WRITTEN TASK: Retype each line of the material exactly, please, skipping any picture in it.

DATASET EXCERPTS:
## Start
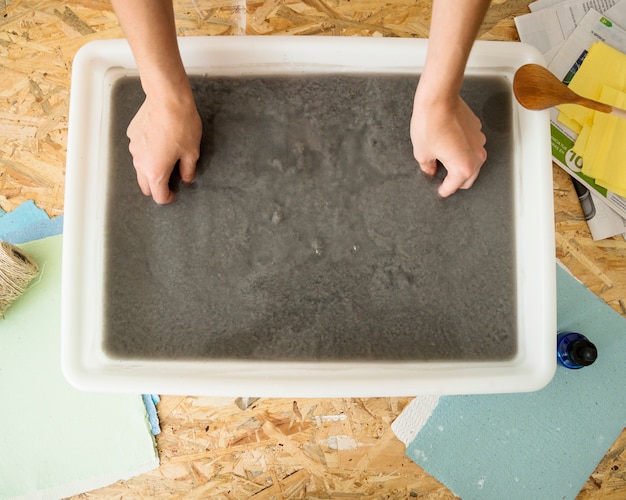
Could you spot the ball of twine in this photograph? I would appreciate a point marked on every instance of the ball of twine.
(17, 270)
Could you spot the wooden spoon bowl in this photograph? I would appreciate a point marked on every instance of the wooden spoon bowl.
(537, 88)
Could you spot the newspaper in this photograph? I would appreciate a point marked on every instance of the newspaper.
(605, 212)
(591, 4)
(547, 29)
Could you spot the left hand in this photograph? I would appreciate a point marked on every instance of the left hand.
(446, 129)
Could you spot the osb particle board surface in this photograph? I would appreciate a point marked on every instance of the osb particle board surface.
(210, 445)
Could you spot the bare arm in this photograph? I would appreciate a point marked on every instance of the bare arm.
(167, 127)
(443, 127)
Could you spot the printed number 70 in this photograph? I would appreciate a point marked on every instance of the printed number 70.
(573, 161)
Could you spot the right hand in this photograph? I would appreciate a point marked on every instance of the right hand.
(163, 132)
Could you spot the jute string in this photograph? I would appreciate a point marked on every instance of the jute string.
(17, 270)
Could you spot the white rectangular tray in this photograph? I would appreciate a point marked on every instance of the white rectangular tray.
(87, 365)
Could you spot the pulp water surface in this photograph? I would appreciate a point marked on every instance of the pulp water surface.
(310, 233)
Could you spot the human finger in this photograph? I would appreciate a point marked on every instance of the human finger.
(144, 185)
(428, 166)
(160, 190)
(187, 167)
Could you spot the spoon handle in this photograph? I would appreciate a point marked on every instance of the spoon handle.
(619, 112)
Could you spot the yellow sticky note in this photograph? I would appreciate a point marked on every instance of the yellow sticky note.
(604, 148)
(603, 65)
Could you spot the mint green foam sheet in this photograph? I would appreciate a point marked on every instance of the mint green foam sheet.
(541, 445)
(57, 441)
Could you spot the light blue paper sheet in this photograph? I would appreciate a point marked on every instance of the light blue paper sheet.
(58, 441)
(24, 215)
(536, 445)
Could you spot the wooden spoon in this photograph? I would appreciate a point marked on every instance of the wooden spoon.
(536, 88)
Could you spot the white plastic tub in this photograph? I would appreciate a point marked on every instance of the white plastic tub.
(88, 366)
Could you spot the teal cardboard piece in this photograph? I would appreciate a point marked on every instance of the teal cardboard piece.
(27, 213)
(535, 445)
(57, 441)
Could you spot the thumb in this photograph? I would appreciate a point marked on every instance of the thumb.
(187, 167)
(429, 167)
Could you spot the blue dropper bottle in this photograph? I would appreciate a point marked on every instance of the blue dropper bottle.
(574, 350)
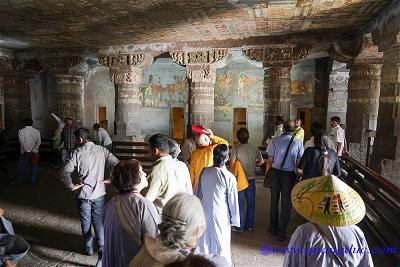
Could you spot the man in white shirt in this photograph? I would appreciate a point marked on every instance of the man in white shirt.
(337, 135)
(103, 139)
(29, 139)
(166, 175)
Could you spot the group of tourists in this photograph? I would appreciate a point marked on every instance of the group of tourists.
(183, 212)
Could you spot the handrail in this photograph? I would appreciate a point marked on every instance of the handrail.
(393, 189)
(382, 202)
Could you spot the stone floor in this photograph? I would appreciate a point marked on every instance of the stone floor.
(45, 215)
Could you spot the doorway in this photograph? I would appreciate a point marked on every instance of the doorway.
(103, 117)
(239, 121)
(305, 115)
(178, 124)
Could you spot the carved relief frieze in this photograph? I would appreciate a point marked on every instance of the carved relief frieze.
(121, 60)
(27, 64)
(121, 76)
(271, 56)
(279, 55)
(60, 64)
(366, 71)
(198, 57)
(197, 73)
(6, 64)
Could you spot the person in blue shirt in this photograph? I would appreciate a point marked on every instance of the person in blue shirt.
(12, 247)
(284, 152)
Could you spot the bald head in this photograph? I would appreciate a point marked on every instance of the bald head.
(289, 126)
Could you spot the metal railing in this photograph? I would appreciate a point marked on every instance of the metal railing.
(382, 201)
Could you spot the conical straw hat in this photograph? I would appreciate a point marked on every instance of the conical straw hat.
(328, 200)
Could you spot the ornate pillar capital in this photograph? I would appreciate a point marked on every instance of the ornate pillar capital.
(200, 73)
(6, 64)
(125, 68)
(369, 53)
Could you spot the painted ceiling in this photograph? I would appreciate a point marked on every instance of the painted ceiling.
(96, 23)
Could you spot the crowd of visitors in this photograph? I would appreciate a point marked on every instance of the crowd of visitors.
(183, 212)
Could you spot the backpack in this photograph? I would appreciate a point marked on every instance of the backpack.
(325, 162)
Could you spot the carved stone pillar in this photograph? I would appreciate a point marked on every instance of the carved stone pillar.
(201, 94)
(126, 75)
(16, 96)
(363, 98)
(277, 61)
(70, 97)
(323, 68)
(69, 88)
(201, 78)
(17, 102)
(386, 154)
(277, 96)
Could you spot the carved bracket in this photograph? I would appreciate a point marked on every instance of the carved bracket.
(300, 52)
(130, 75)
(122, 60)
(198, 57)
(200, 73)
(6, 64)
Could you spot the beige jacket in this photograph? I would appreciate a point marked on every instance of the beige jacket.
(166, 179)
(154, 254)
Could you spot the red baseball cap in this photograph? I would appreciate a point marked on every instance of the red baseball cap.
(199, 129)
## End
IN RESPONSE:
Could you spot the ball of twine in this photograph? I would appreciate a point marked on every instance of the ball of twine.
(17, 270)
Could you spot the wooden spoon bowl in this photograph? I would appreciate a point marked on every instance of the wooden spoon bowl.
(537, 88)
Could you spot the newspaper in this photograph? I would appreciate a point marked on every instance of the newspaper.
(605, 212)
(591, 4)
(547, 29)
Could you spot the left hand in this photograph? I would appreciate a point marked on every instance of the left hand.
(446, 129)
Could you spot the osb particle board surface in this photograph? I would appreciate a point marked on every instance of the osb particle board surface.
(210, 445)
Could you spot the bare arm in this photograph? I would appreciate a point marked on every instance of the bare arm.
(167, 127)
(443, 127)
Could you spot the printed number 70 in this photograph? I would appreciate a point marked on every instance of the printed number 70.
(573, 161)
Could you spot the right hand in this photograph? I would appreciate a point marked on every instance of the right hand.
(163, 132)
Could you spot the jute string in this photograph? I would appreciate a point marked on every instance of the jute string.
(17, 270)
Could you spot the white rectangular tray in this photograph? I would appreciate a point marked on every instance of the white rectangular tray.
(87, 365)
Could you spot the pulp water surface in this photograph? I would appreciate a point marked on every instance of the pulp water surface.
(310, 233)
Could you spot the human finger in this photograph? I would appreciate a point marked on every instance of the human finger.
(144, 185)
(428, 166)
(160, 190)
(187, 167)
Could you spot the spoon handle in this photograph? I would appreciate a point marked on every instance of the spoon handle.
(619, 112)
Could you spot the yellow sticky note in this photograph? I would appreciate a point marked on every instance of the yellow sticky note.
(604, 148)
(603, 65)
Could you spot the mint green foam sheet in this photograph? I would appreciate a point marked on every instance of the mint green foam sheet.
(541, 445)
(57, 441)
Could you spot the light blue paper sheet in this photograph? I would appreciate a point marked on every instance of the light blue paper sheet.
(58, 441)
(24, 215)
(536, 445)
Could you spot the wooden spoon in this photograph? I would appreciate a point marked on every instance of the wooden spoon.
(536, 88)
Could you spot the white plastic tub in this photograph? I would appreciate a point marked on every instance of the white plastic tub.
(88, 366)
Could you spot the teal cardboard piece in this photograph? I would appreciate a point marked on every instance of the teal cardboard piece.
(27, 213)
(535, 445)
(57, 441)
Could you spot the thumb in this photograph? I would appreciate a point marked on every instance of the thumb.
(187, 167)
(429, 167)
Could you spot the blue dropper bottle in this photograph? I would appreciate a point marked on every instance of the blue dropper bottle.
(574, 350)
Could you spot the man in white shirt in this photograph? I would appreciate a point marked on every instance of the man in white shirt.
(337, 135)
(103, 139)
(29, 139)
(166, 175)
Could you spot the group of tourists in this photograph? I would appreciate a point marked on every instance of the group of tourists.
(183, 212)
Could you spot the handrail in this photograph? I would appreciate a point marked on every instance of the handrail.
(393, 189)
(382, 202)
Could you spot the stone floor in this photograph? I would appreciate a point marked on every instance of the stone floor.
(45, 215)
Could you spot the doorway in this photograph? I would appreciate a point marked on every instance of the doorway.
(103, 117)
(239, 121)
(305, 115)
(178, 124)
Could you spot the carved relief frieze in this photograph? I would appreciate a point marked on every instance of the carved relief frieze.
(121, 60)
(27, 64)
(121, 76)
(271, 56)
(279, 55)
(60, 64)
(366, 71)
(198, 57)
(197, 73)
(6, 64)
Could you spot the person in blue shirt in this photograph? I would appreciate a point marked on every instance of the person in blue shirt.
(12, 247)
(284, 152)
Could you spot the bald head in this photograph? I would appreciate a point marked on every instance of the bald head.
(289, 126)
Could you spot the metal railing in this photograph? I would appreciate a point marked on every instance of the metal railing.
(382, 201)
Could you spot the conical straw hat in this photograph? I would appreciate a point marked on every instance of the conical straw hat.
(328, 200)
Could you spot the ornate pillar capital in this photograph? I would appreciate a point marked on every instance of the ornate pillar capital.
(200, 73)
(6, 64)
(125, 68)
(369, 53)
Could you spot the painted ceiling in this photograph? I would appreciate a point marked on every instance of the painted ceiling.
(96, 23)
Could you spot the crowd of visitors in this photograph? I would appreciate a point marked on every instance of the crowd of visitors.
(183, 212)
Could you spot the backpack in this photograph? I would appreciate a point marked on every instance of the backpack.
(325, 162)
Could you spot the carved stone pillar in this photograph? I would appreciate a point marked on every instance of the carved stone pillar.
(201, 94)
(126, 75)
(16, 96)
(363, 98)
(277, 61)
(70, 97)
(323, 68)
(69, 88)
(201, 78)
(17, 102)
(386, 154)
(277, 96)
Could you spot the carved bracket in this photograph? I would appreciate a point marked on every instance of the carved bracket.
(300, 52)
(130, 75)
(122, 60)
(198, 57)
(200, 73)
(6, 64)
Could you spot the beige jacket in this photograph? I would appreciate a point marked on every instance of the beige jacket.
(166, 179)
(154, 254)
Could you spot the red baseball cap in this photograph? I would appreciate a point marked on every instance of the red baseball cap.
(199, 129)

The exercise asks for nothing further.